_SET EXERCISE_
Lay out the lines of the records from the one containing "To accomplish the task, the agent needs to click the glass-front" through the one containing "5 196 112 225" as a JSON list of strings. Give one string per line and leave out any blank lines.

_INPUT FOR THIS TASK_

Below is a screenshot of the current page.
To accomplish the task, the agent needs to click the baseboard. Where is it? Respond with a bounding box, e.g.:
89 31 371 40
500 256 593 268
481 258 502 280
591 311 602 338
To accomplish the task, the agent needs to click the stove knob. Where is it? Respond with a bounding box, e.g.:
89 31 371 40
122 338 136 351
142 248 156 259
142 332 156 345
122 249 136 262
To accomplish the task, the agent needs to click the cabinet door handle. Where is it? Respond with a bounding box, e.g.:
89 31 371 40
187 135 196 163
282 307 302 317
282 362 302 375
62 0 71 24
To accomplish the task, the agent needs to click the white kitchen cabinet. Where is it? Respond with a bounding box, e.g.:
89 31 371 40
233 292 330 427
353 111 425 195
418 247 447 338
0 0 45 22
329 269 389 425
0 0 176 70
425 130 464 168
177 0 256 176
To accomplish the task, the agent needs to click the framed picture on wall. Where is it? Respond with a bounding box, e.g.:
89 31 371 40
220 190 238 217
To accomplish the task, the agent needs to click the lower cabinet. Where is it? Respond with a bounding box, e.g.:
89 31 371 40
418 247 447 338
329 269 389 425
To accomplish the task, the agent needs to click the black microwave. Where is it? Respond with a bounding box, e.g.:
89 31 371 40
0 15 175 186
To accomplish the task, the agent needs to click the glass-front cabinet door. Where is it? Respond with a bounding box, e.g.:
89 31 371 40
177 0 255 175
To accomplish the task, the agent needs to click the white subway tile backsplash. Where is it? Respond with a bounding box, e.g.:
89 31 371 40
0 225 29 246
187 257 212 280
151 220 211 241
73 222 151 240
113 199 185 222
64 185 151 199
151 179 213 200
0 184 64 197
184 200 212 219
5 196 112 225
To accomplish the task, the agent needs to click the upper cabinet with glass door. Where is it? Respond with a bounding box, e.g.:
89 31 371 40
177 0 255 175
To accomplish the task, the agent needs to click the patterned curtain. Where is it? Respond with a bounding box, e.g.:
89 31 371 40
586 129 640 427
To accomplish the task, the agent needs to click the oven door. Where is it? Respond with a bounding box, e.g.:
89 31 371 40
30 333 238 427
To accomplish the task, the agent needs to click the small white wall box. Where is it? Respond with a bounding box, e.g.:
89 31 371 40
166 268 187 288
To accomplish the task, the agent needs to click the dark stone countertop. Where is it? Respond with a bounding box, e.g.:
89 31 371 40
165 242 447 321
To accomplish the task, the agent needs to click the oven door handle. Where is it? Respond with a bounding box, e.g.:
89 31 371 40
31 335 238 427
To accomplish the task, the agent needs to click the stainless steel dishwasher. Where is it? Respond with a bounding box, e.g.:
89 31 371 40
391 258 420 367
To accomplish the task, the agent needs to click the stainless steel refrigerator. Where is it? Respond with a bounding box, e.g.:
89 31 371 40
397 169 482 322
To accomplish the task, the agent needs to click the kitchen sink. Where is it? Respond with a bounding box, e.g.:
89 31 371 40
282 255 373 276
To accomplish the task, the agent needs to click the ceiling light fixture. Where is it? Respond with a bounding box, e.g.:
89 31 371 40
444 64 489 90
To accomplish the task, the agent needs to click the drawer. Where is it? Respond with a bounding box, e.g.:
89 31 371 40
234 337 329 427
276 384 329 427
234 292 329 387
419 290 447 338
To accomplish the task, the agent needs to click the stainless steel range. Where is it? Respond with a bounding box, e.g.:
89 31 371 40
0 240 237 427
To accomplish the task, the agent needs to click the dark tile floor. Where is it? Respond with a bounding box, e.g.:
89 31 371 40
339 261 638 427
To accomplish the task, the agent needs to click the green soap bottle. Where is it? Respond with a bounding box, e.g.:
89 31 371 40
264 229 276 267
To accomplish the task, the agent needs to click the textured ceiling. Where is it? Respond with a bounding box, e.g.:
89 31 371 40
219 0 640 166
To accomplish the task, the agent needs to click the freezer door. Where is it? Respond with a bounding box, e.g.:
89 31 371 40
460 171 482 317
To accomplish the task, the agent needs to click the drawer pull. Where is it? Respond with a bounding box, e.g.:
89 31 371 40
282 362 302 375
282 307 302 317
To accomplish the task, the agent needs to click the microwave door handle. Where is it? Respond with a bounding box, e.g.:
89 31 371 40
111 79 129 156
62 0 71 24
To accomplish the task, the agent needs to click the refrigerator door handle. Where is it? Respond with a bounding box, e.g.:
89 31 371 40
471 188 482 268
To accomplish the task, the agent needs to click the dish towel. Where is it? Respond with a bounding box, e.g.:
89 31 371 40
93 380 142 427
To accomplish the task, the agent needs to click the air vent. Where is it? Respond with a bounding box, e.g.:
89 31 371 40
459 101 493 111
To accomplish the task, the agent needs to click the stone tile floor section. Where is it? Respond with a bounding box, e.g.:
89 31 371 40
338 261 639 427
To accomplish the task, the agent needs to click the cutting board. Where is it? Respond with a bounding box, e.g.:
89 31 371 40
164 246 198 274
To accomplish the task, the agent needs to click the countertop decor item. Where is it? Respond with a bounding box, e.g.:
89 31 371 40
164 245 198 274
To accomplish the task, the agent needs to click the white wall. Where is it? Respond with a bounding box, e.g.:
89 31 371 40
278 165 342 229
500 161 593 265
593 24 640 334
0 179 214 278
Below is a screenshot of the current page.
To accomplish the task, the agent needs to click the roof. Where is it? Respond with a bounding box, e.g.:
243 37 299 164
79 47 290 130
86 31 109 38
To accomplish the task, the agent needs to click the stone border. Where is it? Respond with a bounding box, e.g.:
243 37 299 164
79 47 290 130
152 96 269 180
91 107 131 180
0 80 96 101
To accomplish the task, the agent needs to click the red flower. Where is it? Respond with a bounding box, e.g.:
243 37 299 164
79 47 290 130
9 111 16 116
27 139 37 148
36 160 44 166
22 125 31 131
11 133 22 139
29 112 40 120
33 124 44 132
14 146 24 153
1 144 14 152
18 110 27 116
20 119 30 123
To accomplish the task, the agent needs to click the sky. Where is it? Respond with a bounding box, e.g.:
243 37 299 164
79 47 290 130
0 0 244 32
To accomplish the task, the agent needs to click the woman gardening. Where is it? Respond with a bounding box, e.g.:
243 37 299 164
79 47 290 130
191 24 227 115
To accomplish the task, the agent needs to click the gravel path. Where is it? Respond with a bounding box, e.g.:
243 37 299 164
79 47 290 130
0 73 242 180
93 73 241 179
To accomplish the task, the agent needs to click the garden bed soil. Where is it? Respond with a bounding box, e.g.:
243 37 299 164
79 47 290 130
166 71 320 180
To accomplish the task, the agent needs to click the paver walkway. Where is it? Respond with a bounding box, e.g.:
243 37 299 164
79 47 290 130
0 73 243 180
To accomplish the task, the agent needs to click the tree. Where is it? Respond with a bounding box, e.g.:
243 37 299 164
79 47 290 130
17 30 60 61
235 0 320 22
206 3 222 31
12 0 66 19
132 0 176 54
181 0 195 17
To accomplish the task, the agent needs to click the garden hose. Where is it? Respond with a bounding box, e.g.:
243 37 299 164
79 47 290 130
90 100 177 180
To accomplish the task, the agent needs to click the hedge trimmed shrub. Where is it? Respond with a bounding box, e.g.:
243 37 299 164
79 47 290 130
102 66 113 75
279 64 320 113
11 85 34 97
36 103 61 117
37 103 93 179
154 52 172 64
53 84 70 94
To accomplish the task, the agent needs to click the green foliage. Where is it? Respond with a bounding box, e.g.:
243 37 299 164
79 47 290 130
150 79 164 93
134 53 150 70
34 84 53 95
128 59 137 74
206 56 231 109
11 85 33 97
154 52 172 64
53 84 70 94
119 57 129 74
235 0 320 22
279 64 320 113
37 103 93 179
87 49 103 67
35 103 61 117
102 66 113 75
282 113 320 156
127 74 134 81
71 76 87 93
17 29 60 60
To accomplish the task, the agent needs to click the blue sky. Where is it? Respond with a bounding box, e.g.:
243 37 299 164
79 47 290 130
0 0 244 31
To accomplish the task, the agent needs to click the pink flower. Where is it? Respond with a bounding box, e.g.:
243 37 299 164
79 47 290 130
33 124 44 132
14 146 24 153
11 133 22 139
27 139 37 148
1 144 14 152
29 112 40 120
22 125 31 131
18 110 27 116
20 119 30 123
...
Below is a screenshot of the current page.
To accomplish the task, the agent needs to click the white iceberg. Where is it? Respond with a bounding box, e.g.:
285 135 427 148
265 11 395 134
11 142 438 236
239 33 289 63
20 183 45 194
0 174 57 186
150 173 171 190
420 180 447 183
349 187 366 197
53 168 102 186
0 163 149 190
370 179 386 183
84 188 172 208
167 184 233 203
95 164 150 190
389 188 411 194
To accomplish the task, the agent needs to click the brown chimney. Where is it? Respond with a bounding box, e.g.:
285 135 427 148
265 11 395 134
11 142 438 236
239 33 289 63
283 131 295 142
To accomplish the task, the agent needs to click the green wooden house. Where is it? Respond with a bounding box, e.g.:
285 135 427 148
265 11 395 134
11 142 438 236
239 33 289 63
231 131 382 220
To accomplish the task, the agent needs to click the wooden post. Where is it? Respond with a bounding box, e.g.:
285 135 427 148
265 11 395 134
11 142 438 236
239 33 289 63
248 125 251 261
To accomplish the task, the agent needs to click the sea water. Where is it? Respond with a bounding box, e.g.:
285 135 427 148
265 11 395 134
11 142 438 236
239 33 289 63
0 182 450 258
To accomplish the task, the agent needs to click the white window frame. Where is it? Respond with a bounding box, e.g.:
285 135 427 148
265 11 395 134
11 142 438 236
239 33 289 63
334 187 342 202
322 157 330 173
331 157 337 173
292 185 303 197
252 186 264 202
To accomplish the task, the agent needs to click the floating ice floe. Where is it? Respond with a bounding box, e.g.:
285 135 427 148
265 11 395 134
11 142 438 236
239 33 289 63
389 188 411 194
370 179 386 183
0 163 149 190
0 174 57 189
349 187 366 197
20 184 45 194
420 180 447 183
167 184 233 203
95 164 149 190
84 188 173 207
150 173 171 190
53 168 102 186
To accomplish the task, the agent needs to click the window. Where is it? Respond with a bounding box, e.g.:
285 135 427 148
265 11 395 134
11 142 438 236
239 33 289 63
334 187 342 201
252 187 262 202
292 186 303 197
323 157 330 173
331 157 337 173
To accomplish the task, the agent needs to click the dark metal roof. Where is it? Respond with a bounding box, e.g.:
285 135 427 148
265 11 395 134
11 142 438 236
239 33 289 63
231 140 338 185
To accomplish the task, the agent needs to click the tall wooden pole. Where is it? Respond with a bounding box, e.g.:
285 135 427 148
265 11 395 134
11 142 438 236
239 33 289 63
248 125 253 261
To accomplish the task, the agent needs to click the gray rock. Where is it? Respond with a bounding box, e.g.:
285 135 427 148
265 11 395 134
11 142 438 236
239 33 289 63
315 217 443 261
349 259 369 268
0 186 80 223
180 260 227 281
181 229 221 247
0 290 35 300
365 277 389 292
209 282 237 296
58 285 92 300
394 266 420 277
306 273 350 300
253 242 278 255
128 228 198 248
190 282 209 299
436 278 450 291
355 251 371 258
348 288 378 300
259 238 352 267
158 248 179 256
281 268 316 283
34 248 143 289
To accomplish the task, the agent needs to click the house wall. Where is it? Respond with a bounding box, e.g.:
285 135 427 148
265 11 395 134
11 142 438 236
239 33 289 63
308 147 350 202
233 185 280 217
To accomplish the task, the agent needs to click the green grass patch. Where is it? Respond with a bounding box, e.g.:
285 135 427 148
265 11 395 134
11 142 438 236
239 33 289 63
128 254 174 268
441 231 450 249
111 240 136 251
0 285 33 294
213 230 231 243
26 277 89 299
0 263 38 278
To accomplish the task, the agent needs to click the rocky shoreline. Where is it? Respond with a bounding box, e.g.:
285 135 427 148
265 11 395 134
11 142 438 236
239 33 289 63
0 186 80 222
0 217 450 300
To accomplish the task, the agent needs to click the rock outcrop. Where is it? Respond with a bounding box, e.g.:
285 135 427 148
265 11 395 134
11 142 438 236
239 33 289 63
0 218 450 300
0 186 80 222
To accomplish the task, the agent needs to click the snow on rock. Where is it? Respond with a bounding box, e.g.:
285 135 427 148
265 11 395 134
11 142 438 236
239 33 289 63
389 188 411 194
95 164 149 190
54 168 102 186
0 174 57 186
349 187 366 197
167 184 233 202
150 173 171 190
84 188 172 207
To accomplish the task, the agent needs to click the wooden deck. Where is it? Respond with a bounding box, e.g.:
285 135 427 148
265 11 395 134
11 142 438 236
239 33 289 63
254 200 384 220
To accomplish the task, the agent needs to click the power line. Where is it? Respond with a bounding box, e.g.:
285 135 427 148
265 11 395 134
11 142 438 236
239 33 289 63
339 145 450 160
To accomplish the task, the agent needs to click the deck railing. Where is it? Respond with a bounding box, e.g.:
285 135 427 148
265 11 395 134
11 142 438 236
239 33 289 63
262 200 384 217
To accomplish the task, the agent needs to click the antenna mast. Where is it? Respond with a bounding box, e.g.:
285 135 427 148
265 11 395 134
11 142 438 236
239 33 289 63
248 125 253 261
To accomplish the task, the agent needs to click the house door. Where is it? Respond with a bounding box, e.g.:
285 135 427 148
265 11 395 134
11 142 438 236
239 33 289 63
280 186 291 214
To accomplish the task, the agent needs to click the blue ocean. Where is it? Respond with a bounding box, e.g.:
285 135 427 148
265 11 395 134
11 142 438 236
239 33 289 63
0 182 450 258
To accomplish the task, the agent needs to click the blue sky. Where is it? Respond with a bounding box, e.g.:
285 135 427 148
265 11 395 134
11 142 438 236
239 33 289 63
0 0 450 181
---
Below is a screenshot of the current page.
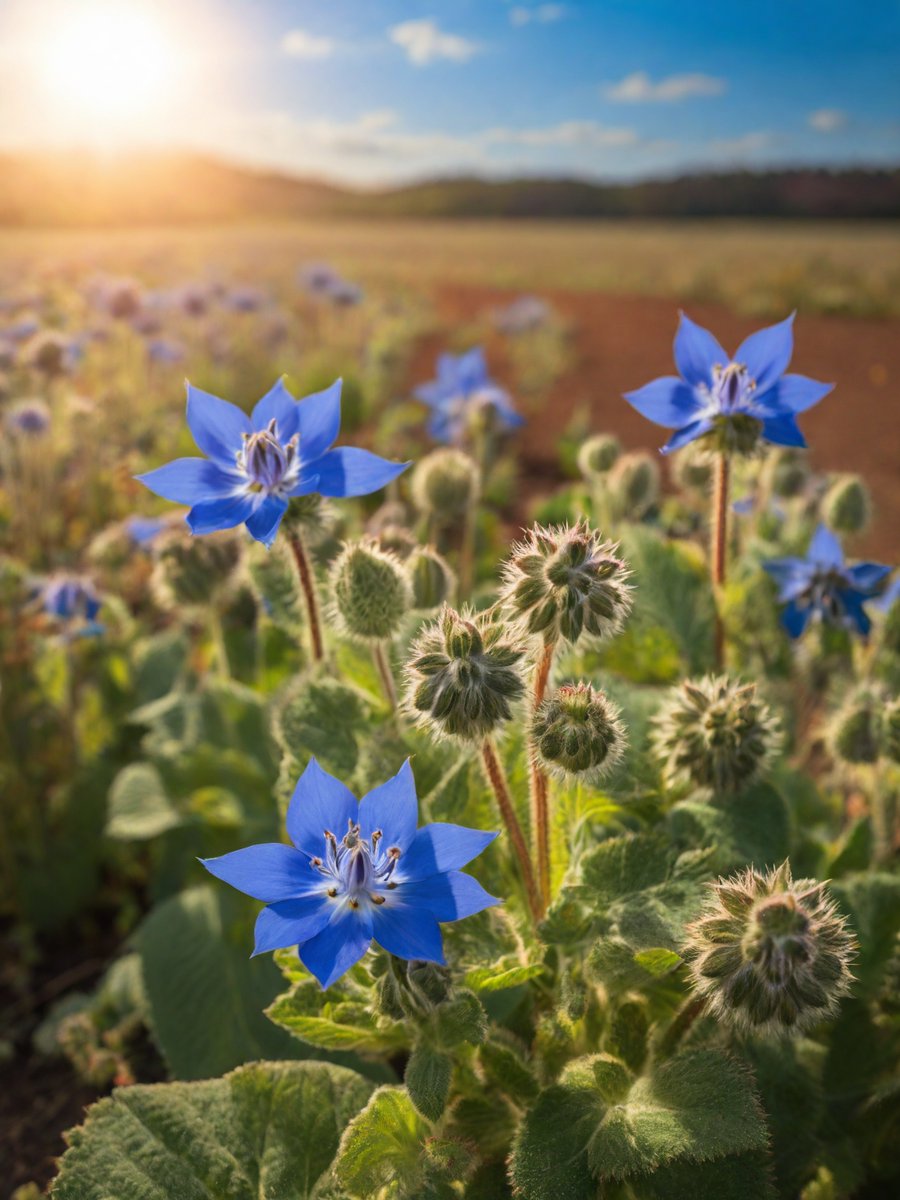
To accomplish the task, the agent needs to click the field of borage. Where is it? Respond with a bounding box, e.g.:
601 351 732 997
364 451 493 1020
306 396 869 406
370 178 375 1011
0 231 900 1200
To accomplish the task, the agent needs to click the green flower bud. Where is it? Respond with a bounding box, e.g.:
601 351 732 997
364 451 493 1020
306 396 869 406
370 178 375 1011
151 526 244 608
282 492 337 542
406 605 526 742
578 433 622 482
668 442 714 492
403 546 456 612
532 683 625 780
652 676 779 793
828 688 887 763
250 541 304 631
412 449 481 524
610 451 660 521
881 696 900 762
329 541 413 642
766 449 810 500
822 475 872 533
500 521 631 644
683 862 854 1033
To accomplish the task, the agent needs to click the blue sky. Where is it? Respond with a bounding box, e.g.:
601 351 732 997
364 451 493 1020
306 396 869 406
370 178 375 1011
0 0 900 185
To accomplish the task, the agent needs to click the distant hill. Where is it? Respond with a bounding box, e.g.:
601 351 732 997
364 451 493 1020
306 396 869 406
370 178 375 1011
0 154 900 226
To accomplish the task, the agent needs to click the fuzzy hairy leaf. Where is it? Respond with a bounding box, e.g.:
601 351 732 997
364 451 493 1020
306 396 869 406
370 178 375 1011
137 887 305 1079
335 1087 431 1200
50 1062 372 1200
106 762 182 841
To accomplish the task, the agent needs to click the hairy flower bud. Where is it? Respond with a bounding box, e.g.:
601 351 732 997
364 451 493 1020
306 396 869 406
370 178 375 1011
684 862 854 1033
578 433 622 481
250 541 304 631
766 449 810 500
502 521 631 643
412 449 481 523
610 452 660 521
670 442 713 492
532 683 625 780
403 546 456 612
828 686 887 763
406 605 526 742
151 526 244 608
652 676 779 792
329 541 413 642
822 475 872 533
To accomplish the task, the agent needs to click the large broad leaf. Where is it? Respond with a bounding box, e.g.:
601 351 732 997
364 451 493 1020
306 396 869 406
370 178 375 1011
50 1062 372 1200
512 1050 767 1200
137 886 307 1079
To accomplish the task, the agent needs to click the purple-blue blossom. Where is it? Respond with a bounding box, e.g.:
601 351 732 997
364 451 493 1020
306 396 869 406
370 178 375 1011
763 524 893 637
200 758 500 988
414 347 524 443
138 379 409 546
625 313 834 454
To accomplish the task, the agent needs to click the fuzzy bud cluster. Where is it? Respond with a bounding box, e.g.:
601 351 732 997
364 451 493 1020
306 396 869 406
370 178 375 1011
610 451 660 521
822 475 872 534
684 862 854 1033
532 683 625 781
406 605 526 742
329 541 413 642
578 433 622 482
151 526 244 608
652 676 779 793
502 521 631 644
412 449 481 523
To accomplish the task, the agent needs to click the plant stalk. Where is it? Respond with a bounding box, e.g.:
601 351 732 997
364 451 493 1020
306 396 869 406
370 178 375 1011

_FINAL ANSWER_
[
  "To accomplish the task, the agent needs to click the glass-front cabinet door. Where is it? Respond with a bounding box, e.g.:",
  "89 31 371 40",
  "177 0 255 175",
  "To accomplish the task, the agent needs to click the white subway tile backsplash. Where is it? Respond with a bounding box, e.g.:",
  "89 31 371 40",
  "0 225 29 246",
  "187 257 212 280",
  "151 220 211 241",
  "73 222 151 240",
  "113 199 185 222",
  "64 185 151 199",
  "151 179 213 200",
  "0 184 64 197",
  "184 200 212 219",
  "5 196 112 225"
]